• _Provided text_
---+---

CBT is a treatment approach that addresses feelings and behaviors. The method is based on the premise that individuals can change the way they think to help themselves feel better even if the situation does not change.
Results showed that treatment improves both immediate and long-term self-reported sleep and pain in older patients with osteoarthritis and associated insomnia without directly addressing pain control.
Participants who received cognitive behavioral therapy for insomnia (CBT-I) reported significantly less time to fall asleep as well as reduced pain and increased sleep efficiency.
These improvements persisted in CBT-I patients (19 of 23) who were further assessed for sleep quality and perceived pain at a one-year follow-up visit.
According to lead author Michael V. Vitiello, PhD, professor at the University of Washington in Seattle, results indicate that insomnia is not merely a symptom of osteoarthritis but rather a co-existing illness.
Vitiello said improving sleep can result in an improvement in osteoarthritis, which is particularly important because, at least in older adults, insomnia rarely exits by itselfrather, it typically coexists with other illnesses, pain conditions and depression.
“The particular strength of CBT-I is that once an individual learns how to improve their sleep, study after study has shown that the improvement persists for a year or more,” said Vitiello.
“What we and others are showing is that CBT-I can not only improve sleep but that improvement of sleep may lead to improvement in co-existing medical or psychiatric illnesses, such as osteoarthritis or depression, and in the case of our study, that these additional benefits can be seen in the long term.”
A total of 23 patients with a mean age of 69 years were randomly assigned to CBT-I, while 28 patients with a mean age of 66.5 years were assigned to a stress management and wellness control group. Participants in the control group reported no significant improvements in any measure.
CBT-I intervention consisted of eight weekly, two-hour classes ranging in size from four to eight participants. All classes were conducted in an academic medical center in downtown Chicago and were spread out over the calendar year.
According to background information in the study, sleep quality is a major concern for people with osteoarthritis, with 60 percent of people who have the disease reporting pain during the night. Chronic pain initiates and exacerbates sleep disturbance; disturbed sleep in turn maintains and exacerbates chronic pain and related dysfunction.
The findings indicate that successful treatment of sleep disturbance may improve the quality of life for patients in this population. The authors recommend that CBT-I, which specifically targets sleep, be incorporated into behavioral interventions for pain management in osteoarthritis and possibly for other chronic pain conditions as well.

---+---

Recorded data:
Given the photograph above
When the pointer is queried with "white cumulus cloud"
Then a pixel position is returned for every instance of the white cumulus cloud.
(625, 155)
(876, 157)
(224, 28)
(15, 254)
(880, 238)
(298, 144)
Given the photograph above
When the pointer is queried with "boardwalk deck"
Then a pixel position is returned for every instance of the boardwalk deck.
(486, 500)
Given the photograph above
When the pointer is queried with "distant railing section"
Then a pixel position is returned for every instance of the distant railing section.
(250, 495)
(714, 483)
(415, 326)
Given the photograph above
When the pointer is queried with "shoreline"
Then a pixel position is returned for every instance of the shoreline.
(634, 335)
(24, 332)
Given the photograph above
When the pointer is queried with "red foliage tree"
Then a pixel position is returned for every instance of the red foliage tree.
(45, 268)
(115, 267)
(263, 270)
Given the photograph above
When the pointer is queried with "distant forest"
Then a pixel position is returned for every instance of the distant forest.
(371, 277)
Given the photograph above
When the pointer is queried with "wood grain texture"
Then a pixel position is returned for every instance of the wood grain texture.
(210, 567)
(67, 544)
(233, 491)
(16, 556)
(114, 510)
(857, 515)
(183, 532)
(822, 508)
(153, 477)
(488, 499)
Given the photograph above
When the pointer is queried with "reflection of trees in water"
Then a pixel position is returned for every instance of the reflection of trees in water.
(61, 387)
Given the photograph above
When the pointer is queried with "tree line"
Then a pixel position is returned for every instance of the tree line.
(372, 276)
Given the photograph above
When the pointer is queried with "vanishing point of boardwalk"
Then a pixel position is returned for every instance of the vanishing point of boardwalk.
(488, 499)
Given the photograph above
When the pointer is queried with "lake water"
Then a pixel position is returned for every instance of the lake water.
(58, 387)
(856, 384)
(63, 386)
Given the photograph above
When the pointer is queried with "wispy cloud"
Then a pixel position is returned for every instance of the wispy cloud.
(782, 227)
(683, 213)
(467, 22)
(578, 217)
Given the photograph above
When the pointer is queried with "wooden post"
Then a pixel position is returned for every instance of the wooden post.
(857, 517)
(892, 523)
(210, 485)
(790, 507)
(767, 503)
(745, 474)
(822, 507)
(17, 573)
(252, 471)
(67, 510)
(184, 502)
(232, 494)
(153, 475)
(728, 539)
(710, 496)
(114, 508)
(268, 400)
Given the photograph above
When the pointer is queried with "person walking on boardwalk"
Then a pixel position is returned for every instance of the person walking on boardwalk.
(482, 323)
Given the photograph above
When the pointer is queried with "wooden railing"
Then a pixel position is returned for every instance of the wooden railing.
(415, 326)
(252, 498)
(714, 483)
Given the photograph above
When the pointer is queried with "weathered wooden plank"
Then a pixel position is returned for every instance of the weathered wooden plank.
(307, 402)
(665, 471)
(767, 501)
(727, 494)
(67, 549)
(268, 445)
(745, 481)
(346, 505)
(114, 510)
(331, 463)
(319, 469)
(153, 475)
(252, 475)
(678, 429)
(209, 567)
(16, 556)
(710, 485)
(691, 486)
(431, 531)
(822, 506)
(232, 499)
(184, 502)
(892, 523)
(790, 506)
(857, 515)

---+---

• _Work request A_
According to the osteoarthritis sleep study text, how many weekly classes made up the CBT-I intervention?
• _Work request B_
In the osteoarthritis sleep study text, take the passage starting at "Vitiello said improving" and ending at "conditions and depression.", and change "older adults" to "elderly people".
These records have nothing to do with the text.

• _Response area A_
Eight weekly, two-hour classes.

• _Response area B_
Vitiello said improving sleep can result in an improvement in osteoarthritis, which is particularly important because, at least in elderly people, insomnia rarely exits by itselfrather, it typically coexists with other illnesses, pain conditions and depression.